Entries from a pointing dataset
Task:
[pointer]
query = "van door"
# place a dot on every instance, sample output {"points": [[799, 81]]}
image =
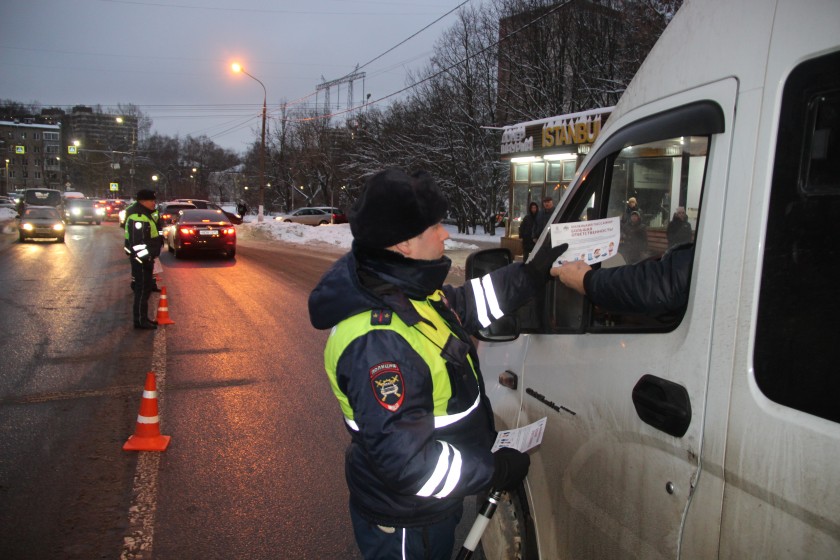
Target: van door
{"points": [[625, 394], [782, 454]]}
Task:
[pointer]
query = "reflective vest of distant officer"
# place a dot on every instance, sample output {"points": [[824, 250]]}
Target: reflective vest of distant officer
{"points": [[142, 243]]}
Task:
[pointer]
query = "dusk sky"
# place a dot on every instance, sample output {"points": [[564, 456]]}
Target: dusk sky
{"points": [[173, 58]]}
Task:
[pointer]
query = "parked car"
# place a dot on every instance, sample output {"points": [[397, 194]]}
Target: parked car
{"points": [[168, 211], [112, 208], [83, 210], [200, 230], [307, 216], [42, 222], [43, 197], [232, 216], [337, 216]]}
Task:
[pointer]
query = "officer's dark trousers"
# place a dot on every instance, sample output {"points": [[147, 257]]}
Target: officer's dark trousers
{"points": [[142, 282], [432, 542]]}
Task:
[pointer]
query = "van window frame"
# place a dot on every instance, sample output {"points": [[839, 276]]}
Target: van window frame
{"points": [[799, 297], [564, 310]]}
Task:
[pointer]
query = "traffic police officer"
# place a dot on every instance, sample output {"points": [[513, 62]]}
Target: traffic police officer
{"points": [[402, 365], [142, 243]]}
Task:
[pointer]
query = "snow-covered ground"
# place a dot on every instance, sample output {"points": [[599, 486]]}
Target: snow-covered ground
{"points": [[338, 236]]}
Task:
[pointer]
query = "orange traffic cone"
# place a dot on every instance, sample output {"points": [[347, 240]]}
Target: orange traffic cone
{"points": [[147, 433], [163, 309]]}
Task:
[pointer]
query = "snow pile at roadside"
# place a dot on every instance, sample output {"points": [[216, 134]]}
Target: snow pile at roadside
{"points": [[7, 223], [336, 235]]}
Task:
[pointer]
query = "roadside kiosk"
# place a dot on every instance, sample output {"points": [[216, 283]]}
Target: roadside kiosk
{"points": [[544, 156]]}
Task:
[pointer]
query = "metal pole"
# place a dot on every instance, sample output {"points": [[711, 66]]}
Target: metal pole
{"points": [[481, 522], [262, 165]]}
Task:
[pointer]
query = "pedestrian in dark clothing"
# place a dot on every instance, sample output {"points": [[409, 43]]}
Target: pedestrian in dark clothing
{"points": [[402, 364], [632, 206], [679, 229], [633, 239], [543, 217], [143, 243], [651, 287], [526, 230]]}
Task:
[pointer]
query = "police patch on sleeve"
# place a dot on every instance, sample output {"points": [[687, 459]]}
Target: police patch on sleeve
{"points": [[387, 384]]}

Task to complete:
All of the entries above should be duplicated exactly, except for the pictures.

Answer to the problem:
Task:
[pointer]
query = "van door"
# place a dot on every instance, sample output {"points": [[799, 81]]}
image =
Target: van door
{"points": [[625, 394], [782, 454]]}
Task:
[pointer]
query = "reflective vest of distant officer"
# place a dot on every instance, sample output {"points": [[824, 250]]}
Target: reflective vest of distant officer
{"points": [[142, 243]]}
Task:
[pointer]
query = "dusk sky"
# place a dot on every instance, sample output {"points": [[564, 456]]}
Target: dusk sky
{"points": [[173, 58]]}
Task:
[pointer]
query = "parked car"
# place a dot on every instance, sample output {"points": [[397, 194]]}
Target: parked car
{"points": [[168, 211], [112, 208], [83, 210], [200, 230], [307, 216], [42, 222], [43, 197], [232, 216], [337, 216]]}
Task:
[pointer]
query = "officer's dark trousers"
# place a dot on every instance, sample output {"points": [[147, 257]]}
Target: officer's dark trousers
{"points": [[142, 282], [432, 542]]}
Task:
[pointer]
query = "van window frame"
# place a dot on every instance, sample output {"points": [[839, 276]]}
Target: van window frame
{"points": [[799, 297], [564, 310]]}
Task:
[pointer]
query = "traffic police officer"
# place a dot on every instance, sample output {"points": [[513, 62]]}
Target: traffic police officer
{"points": [[402, 365], [142, 243]]}
Task:
[pointer]
query = "snow-covered ground"
# place a dot on every instance, sample output {"points": [[599, 486]]}
Target: snow-covered ground
{"points": [[338, 236]]}
Task:
[pointer]
query = "orange traffic cone"
# place a dot on every instance, sample output {"points": [[347, 240]]}
Target: orange traffic cone
{"points": [[147, 433], [163, 309]]}
Task:
[pointer]
query = "snow pile at roadside"
# place a dot on every instance, sample output {"points": [[216, 134]]}
Target: snow pile at roadside
{"points": [[7, 223], [336, 235]]}
Task:
[pointer]
query = "roadside kiosk"
# place a dot on every instance, sample output {"points": [[216, 283]]}
Target: roadside kiosk
{"points": [[544, 156]]}
Task:
[pointer]
query = "metal pole"
# place a dot on every instance, sample output {"points": [[711, 66]]}
Target: metal pole
{"points": [[481, 522], [262, 165]]}
Task:
[pointer]
query = "pedestrian in dark clothing"
# place a dot on every instance, sample output {"points": [[409, 43]]}
Target: pedestrian in dark clothing
{"points": [[402, 364], [632, 206], [679, 229], [633, 239], [543, 217], [143, 243], [651, 287], [526, 230]]}
Task:
[pointer]
query = "police patch on sleeve"
# place a dot on every instance, sample output {"points": [[687, 459]]}
Target: police patch on sleeve
{"points": [[387, 384]]}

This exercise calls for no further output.